(Your objective): Return every item below verbatim, line for line, omitting the pictures from the output.

Annotation data for object locations
┄┄┄┄┄┄
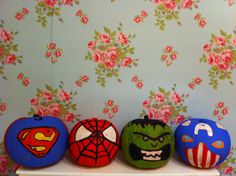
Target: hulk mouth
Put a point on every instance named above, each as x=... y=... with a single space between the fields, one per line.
x=149 y=155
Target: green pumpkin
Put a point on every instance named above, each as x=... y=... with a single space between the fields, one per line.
x=147 y=143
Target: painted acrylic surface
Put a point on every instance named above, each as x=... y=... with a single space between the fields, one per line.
x=118 y=60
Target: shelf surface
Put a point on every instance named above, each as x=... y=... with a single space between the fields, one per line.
x=118 y=167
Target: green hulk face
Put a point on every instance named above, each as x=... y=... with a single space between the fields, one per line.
x=147 y=143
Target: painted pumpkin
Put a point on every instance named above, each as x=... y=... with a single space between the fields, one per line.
x=202 y=143
x=94 y=142
x=147 y=143
x=36 y=141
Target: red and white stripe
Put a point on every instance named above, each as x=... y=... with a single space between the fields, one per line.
x=201 y=157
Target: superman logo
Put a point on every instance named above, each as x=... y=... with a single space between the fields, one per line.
x=39 y=140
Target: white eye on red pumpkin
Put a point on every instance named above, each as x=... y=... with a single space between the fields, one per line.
x=218 y=144
x=145 y=138
x=186 y=138
x=161 y=139
x=110 y=134
x=82 y=133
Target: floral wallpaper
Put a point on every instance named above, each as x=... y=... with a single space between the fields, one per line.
x=118 y=60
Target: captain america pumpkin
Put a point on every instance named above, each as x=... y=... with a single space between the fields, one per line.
x=202 y=143
x=93 y=142
x=35 y=142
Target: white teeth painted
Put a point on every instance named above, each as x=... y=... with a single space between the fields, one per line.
x=151 y=155
x=151 y=158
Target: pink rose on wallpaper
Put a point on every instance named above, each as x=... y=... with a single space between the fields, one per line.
x=5 y=36
x=197 y=16
x=164 y=105
x=176 y=98
x=111 y=51
x=83 y=79
x=105 y=38
x=34 y=101
x=79 y=13
x=91 y=44
x=53 y=52
x=220 y=110
x=54 y=102
x=169 y=10
x=234 y=41
x=69 y=117
x=47 y=95
x=110 y=108
x=169 y=55
x=66 y=2
x=140 y=18
x=25 y=11
x=137 y=81
x=195 y=82
x=50 y=3
x=169 y=4
x=20 y=76
x=227 y=170
x=219 y=54
x=187 y=4
x=207 y=47
x=20 y=15
x=178 y=119
x=126 y=62
x=64 y=96
x=26 y=82
x=122 y=38
x=220 y=41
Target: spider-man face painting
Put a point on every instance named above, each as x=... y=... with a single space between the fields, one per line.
x=93 y=142
x=202 y=143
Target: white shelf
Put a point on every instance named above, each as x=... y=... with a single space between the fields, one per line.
x=117 y=168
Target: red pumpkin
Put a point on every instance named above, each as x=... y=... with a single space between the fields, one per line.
x=94 y=142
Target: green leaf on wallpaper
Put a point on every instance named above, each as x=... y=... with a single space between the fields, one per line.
x=48 y=87
x=223 y=33
x=113 y=34
x=107 y=30
x=162 y=90
x=101 y=65
x=97 y=34
x=169 y=17
x=41 y=4
x=229 y=37
x=14 y=48
x=152 y=93
x=109 y=74
x=73 y=107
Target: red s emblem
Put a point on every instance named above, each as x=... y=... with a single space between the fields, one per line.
x=38 y=140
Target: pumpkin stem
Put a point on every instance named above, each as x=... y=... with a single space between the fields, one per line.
x=37 y=117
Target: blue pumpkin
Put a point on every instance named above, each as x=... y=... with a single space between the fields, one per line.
x=36 y=141
x=202 y=143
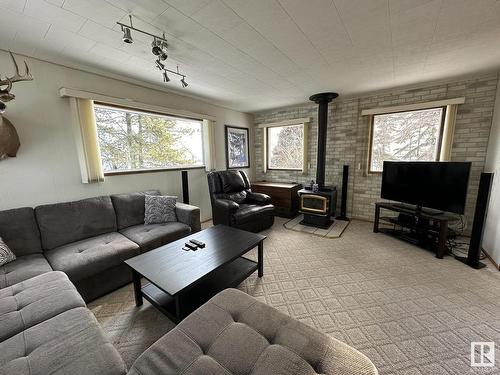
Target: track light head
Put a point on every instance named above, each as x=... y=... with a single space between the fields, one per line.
x=159 y=64
x=127 y=36
x=156 y=50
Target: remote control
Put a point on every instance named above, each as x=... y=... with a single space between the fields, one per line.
x=198 y=243
x=191 y=246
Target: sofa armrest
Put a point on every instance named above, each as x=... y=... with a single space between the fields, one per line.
x=259 y=198
x=223 y=210
x=189 y=215
x=227 y=205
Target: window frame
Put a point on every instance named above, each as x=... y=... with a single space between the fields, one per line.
x=154 y=113
x=371 y=137
x=304 y=138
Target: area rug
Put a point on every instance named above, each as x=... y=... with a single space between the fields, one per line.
x=334 y=231
x=409 y=312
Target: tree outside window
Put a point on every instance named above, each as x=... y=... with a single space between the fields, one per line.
x=406 y=136
x=285 y=148
x=132 y=140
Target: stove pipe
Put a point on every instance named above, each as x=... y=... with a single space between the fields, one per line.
x=322 y=100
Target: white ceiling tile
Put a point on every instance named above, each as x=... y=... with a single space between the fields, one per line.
x=97 y=32
x=217 y=17
x=58 y=3
x=98 y=11
x=54 y=15
x=252 y=55
x=61 y=38
x=188 y=7
x=16 y=5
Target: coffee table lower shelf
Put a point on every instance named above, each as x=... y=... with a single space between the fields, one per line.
x=179 y=306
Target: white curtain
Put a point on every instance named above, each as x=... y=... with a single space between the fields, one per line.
x=209 y=145
x=305 y=150
x=448 y=132
x=87 y=141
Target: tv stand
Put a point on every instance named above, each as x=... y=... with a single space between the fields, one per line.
x=417 y=209
x=417 y=226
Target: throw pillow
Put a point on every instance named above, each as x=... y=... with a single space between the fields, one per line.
x=6 y=255
x=159 y=209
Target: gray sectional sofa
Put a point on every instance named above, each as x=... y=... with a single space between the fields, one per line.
x=88 y=239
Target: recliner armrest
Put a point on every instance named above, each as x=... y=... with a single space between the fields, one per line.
x=189 y=215
x=259 y=198
x=227 y=204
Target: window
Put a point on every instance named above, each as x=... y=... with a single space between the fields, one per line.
x=285 y=147
x=132 y=140
x=406 y=136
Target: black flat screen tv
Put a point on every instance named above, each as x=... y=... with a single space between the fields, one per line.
x=438 y=185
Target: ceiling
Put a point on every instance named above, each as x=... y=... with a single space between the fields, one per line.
x=251 y=55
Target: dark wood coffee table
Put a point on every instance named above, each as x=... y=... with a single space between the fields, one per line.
x=181 y=281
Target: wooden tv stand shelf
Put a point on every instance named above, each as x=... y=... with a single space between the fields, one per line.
x=423 y=228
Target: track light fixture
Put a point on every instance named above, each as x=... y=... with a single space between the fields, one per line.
x=127 y=36
x=159 y=47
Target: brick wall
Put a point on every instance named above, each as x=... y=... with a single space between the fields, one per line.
x=348 y=137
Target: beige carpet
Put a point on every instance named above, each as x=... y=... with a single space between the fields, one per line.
x=334 y=231
x=409 y=312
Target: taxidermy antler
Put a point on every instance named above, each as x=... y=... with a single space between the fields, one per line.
x=5 y=94
x=9 y=140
┄┄┄┄┄┄
(Solution):
Target: hulk mouth
Put a point on every instance named above, each as x=... y=... with a single space between the fields, one per line.
x=149 y=155
Target: green pumpkin
Put a point on every instance named above, each as x=... y=... with a single space between the fields, one per line.
x=147 y=143
Target: painted acrylic surface
Put a point on every instance named above, each as x=... y=... with a single space between the fields, one per line.
x=118 y=60
Target: shelf surface
Put a point on every instance named above, each as x=... y=... with a single space between the fields, one per line.
x=118 y=167
Target: green hulk face
Put a point on every instance named above, each as x=... y=... with a single space between the fields, one per line.
x=147 y=143
Target: painted pumpkin
Put a point on every instance named above, each as x=... y=... with a single space between the fields, one per line.
x=202 y=143
x=94 y=142
x=147 y=143
x=36 y=141
Target: red and white stripe
Put a point on every instance named above, each as x=... y=... with a single space between the fields, one per line.
x=201 y=157
Target: superman logo
Put a point on every instance named above, each as x=... y=... with a single space between the fields, one per line.
x=39 y=140
Target: white eye on red pumpkin
Put a point on every instance named above, each as x=... y=... with a single space between the fields, one per line.
x=218 y=144
x=145 y=138
x=186 y=138
x=161 y=139
x=110 y=134
x=82 y=133
Target: floral wallpaper
Put a point on every instance named above, each as x=... y=... with a single space between the fields, one per line.
x=118 y=60
Target: captain america pumpkin
Put a point on every instance named above, each as x=... y=... with a single space between the fields, one per line.
x=202 y=143
x=93 y=142
x=35 y=142
Target: white teeth painted
Put a point on every instance named above, each as x=... y=... with a single space between the fields, one per line.
x=151 y=155
x=151 y=158
Target: pink rose on wallpaper
Put a point on every instance named above, each as x=... y=... with a single space between the fields, one per line.
x=5 y=36
x=197 y=16
x=164 y=105
x=176 y=98
x=111 y=51
x=83 y=79
x=105 y=38
x=34 y=101
x=79 y=13
x=91 y=44
x=53 y=52
x=220 y=110
x=54 y=102
x=169 y=10
x=234 y=41
x=69 y=117
x=47 y=95
x=110 y=108
x=169 y=55
x=66 y=2
x=140 y=18
x=25 y=11
x=137 y=81
x=195 y=82
x=50 y=3
x=169 y=4
x=20 y=76
x=227 y=170
x=219 y=54
x=187 y=4
x=207 y=47
x=20 y=15
x=178 y=119
x=126 y=62
x=64 y=96
x=26 y=82
x=122 y=38
x=220 y=41
Target: spider-man face painting
Put a point on every instance named above, each as x=... y=... with a single space between the fields, one per line.
x=93 y=142
x=202 y=143
Target: white shelf
Put a point on every instance named above, each as x=... y=... with a single space between the fields, one per line.
x=117 y=168
Target: red pumpkin
Put a point on every instance named above, each as x=... y=... with a single space between the fields, one per line.
x=94 y=142
Target: green leaf on wallpaper
Put a point on every instance named above, each as x=... y=... with a single space between the fields, one per line.
x=48 y=87
x=223 y=33
x=113 y=34
x=107 y=30
x=162 y=90
x=101 y=65
x=97 y=34
x=169 y=17
x=41 y=4
x=229 y=37
x=14 y=48
x=152 y=93
x=109 y=74
x=73 y=107
Target: red s emblem
Put a point on every instance named above, each as x=... y=... with a single space between the fields, one per line.
x=38 y=140
Target: pumpkin stem
Put a point on every instance named above, each as x=... y=... with a single space between the fields, one per line.
x=37 y=117
Target: blue pumpkin
Put a point on every instance named above, each as x=... y=... with a single space between the fields, one per line.
x=36 y=141
x=202 y=143
Target: track light head
Put a point on every instance named above, each as x=... y=... with a single space between the fields, one per line.
x=159 y=64
x=127 y=36
x=156 y=50
Target: remote control
Put a point on every instance named above, each as x=... y=... with a single space between the fields, one per line.
x=198 y=243
x=191 y=246
Target: sofa armrest
Put a point on every instance named above, each as x=... y=... with a single space between the fields, one per line.
x=259 y=198
x=223 y=210
x=189 y=215
x=227 y=205
Target: window frame
Put a point on every instance named above, each as x=... y=... with a single space between the fields, one per line.
x=154 y=113
x=371 y=137
x=304 y=138
Target: area rug
Put a point on every instance named above, each as x=... y=... with a single space between the fields, one per line.
x=334 y=231
x=409 y=312
Target: tree outside window
Put a point on every instance named above, each as x=... y=... with a single space between the fields, one per line.
x=406 y=136
x=285 y=148
x=132 y=140
Target: stove pipe
Put a point on every instance named above, each as x=... y=... with a single space between the fields, one per line.
x=322 y=100
Target: white ceiling tile
Put a point on every instance named above, each as x=... y=... with a single space between the fields, one per line.
x=97 y=32
x=217 y=17
x=58 y=3
x=98 y=11
x=54 y=15
x=252 y=55
x=61 y=38
x=188 y=7
x=16 y=5
Target: coffee table lower shelf
Put a point on every instance named above, each as x=... y=... with a single space between the fields, one per line.
x=179 y=306
Target: white curtain
Put a point on every instance named above, each as x=... y=... with a single space between the fields, one per line.
x=209 y=145
x=305 y=150
x=448 y=132
x=87 y=141
Target: tv stand
Put a point on every instance named above, each as x=... y=... with a single space between the fields, one per line.
x=417 y=209
x=417 y=226
Target: throw pillow
Put a point on every instance named above, each as x=... y=... with a single space between the fields, one per line.
x=6 y=255
x=159 y=209
Target: gray sectional sofa
Put a point on every instance named above, each as x=... y=... with a single space between the fields, one per line.
x=88 y=239
Target: recliner armrest
Put a point on every instance named above, each as x=... y=... with a single space between the fields, one per line.
x=189 y=215
x=259 y=198
x=227 y=204
Target: window
Put a point on every instance named above, each as x=... y=... with a single space between the fields, one per line.
x=285 y=147
x=132 y=140
x=406 y=136
Target: black flat screen tv
Put a point on every instance named above, each as x=... y=... with a single space between the fields, one per line.
x=438 y=185
Target: ceiling
Put a point on every instance named above, each as x=... y=... with a single space between the fields, one per line.
x=251 y=55
Target: dark wood coffee table
Put a point on every instance named above, each as x=... y=... with a single space between the fields, one per line.
x=181 y=281
Target: wooden tv stand shelf
Put a point on every instance named above, each as x=... y=... with a single space between the fields, one per line.
x=423 y=228
Target: track light fixture
Put a point on every instance named above, each as x=... y=... with a single space between the fields, one per line.
x=127 y=36
x=159 y=47
Target: brick wall
Put a point on every instance named above, each as x=... y=... with a single space between the fields, one per line.
x=348 y=137
Target: beige carpet
Put a point on every instance named above, each as x=... y=... with a single space between the fields, one per line.
x=334 y=231
x=409 y=312
Target: taxidermy antler
Put a point on every instance named above, each as x=... y=... with a single space between the fields, one per line.
x=5 y=94
x=9 y=140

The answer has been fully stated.